======== EXCERPT TO READ ========

Silver Dollar City Winter 2015- This trip was hilariously problematic for a number of reasons and remains a huge inside joke among the two friends I went with, and one of them was driving through flooding that caused a state of emergency in Missouri on the drive down, turning what should have been a 9 hour drive into a hellish 14-hour sleep deprived ordeal. Well because of this, anything after St. Louis was done in total darkness, so I didn't really get to see much driving across the great state of Missouri for my first time. But the next morning, we woke up and went to the park, and suddenly there's all these mountains and ledges we were driving along. Getting up to go to the park and having that as my first opportunity to see the Ozark landscape was strange but set the stage nicely for the day at the park.

New England 2016 Region Trip- Yet another horrendously long drive courtesy of me being stupid and deciding not to take my sleep medication the night before for some reason. Most of the drive I don't even remember, but it was awful enough to rival the drive to SDC the previous December. Almost running out of gas at the border, mood swinging all over the place from lack of sleep, psycho Providence drivers almost killing us, Emily's horrible taste in music, it was terrible. But at the end of the drive, pretty much out of nowhere, I knew we had finally reached New England when we crossed back into Mass. We went over the Fall River Bridge and down below you could see this postcard New England down. Fishing boats, lighthouses, boathouses, drawbridges, cute little coastal houses, it's exactly what comes to mind when you think New England and it was the perfect welcome to the region.

Texas 2018 Region Trip- A bit more hectic travel marked the start of my most recent region trip, which started with a drive across Ohio to CLE and then a flight to DFW, followed by complications with Hertz that lead to a pretty stressful hour getting our car. But after all that, we pull out of the airport, finally get to stop stressing in travel mode, and we're off to Six Flags. Ben put on some really fitting music as I sped onto the on ramp, merged with a bunch of Dallas traffic, half of it composed of pickup trucks, with a bunch of dusty construction, absolutely no green space, and the first of many Whataburgers on the left. Needless to say, it was the perfect welcome to Texas, and the entire rest of the trip it was painfully obvious we weren't home as it's such a different state.

======== SOURCE DATA ========

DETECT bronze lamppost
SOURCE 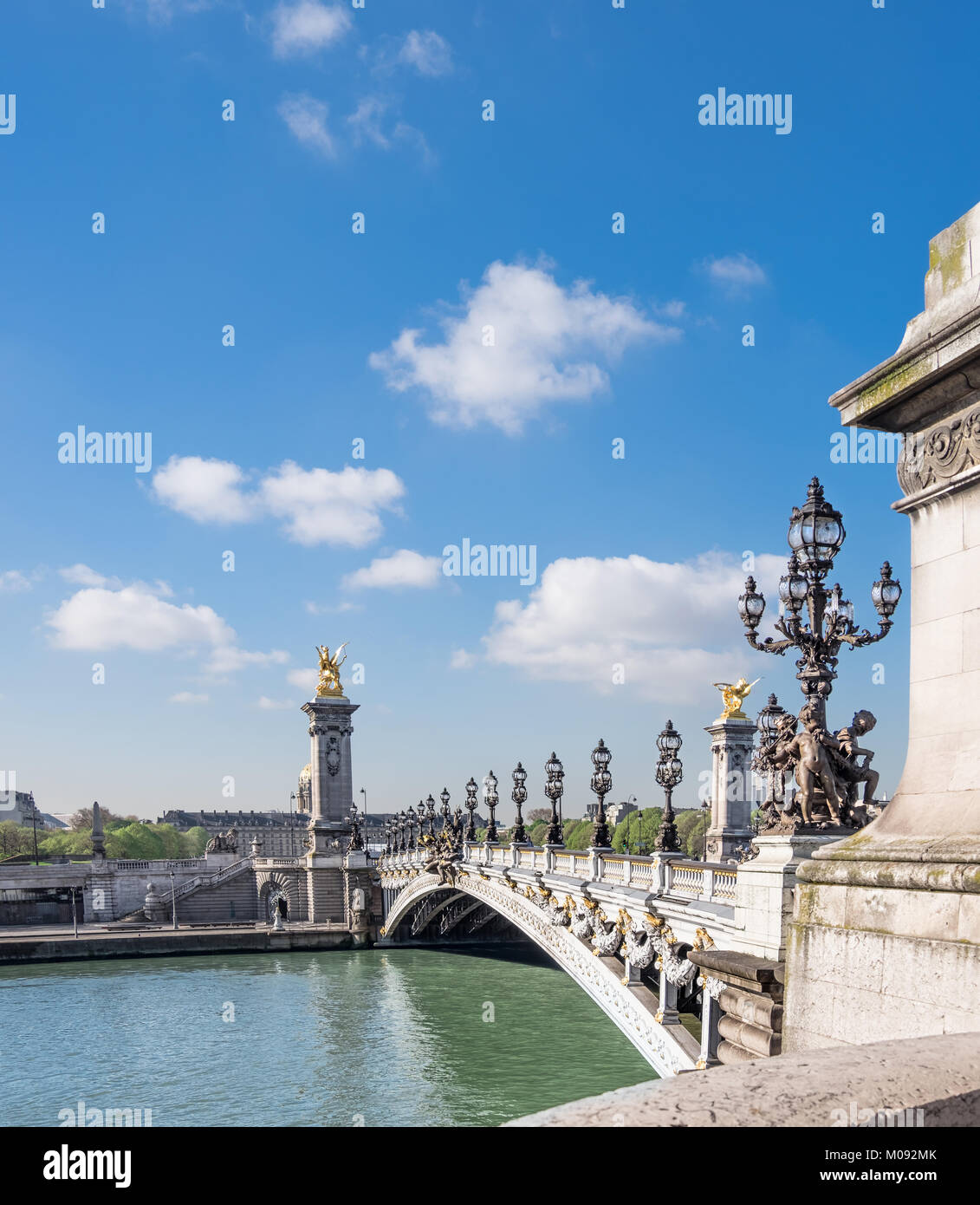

========

WORK INSTRUCTIONS:
a. From the travel excerpt, reproduce the passage that begins at the words "New England 2016" and stops after "to the region.".
b. In the travel excerpt, how long did the drive to Silver Dollar City end up taking instead of the expected 9 hours?

OUTPUTS FOR THE TASKS:
a.
New England 2016 Region Trip- Yet another horrendously long drive courtesy of me being stupid and deciding not to take my sleep medication the night before for some reason. Most of the drive I don't even remember, but it was awful enough to rival the drive to SDC the previous December. Almost running out of gas at the border, mood swinging all over the place from lack of sleep, psycho Providence drivers almost killing us, Emily's horrible taste in music, it was terrible. But at the end of the drive, pretty much out of nowhere, I knew we had finally reached New England when we crossed back into Mass. We went over the Fall River Bridge and down below you could see this postcard New England down. Fishing boats, lighthouses, boathouses, drawbridges, cute little coastal houses, it's exactly what comes to mind when you think New England and it was the perfect welcome to the region.

b. 14 hours